• **Task material**
<<<<
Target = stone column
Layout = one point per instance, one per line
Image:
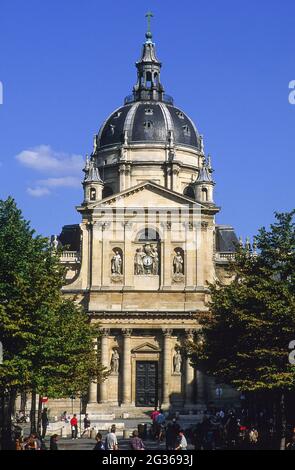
(166, 367)
(166, 278)
(189, 374)
(105, 363)
(96, 262)
(126, 396)
(129, 255)
(106, 269)
(93, 385)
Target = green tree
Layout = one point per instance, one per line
(47, 340)
(246, 333)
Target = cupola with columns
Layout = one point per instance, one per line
>>>>
• **Aim of the exercise**
Copy all the lines above, replacing "Target" with "Object" and leaving everything else unchanged. Leave out the pictures.

• **Solved problem**
Object = stone column
Layout = one point per instance, one per line
Image:
(166, 367)
(166, 278)
(189, 374)
(105, 363)
(96, 262)
(126, 396)
(129, 255)
(106, 269)
(93, 385)
Object = green tree
Layout = one point per instance, one per line
(47, 340)
(246, 333)
Object = cupola with columns
Layout = one point per instance, one per line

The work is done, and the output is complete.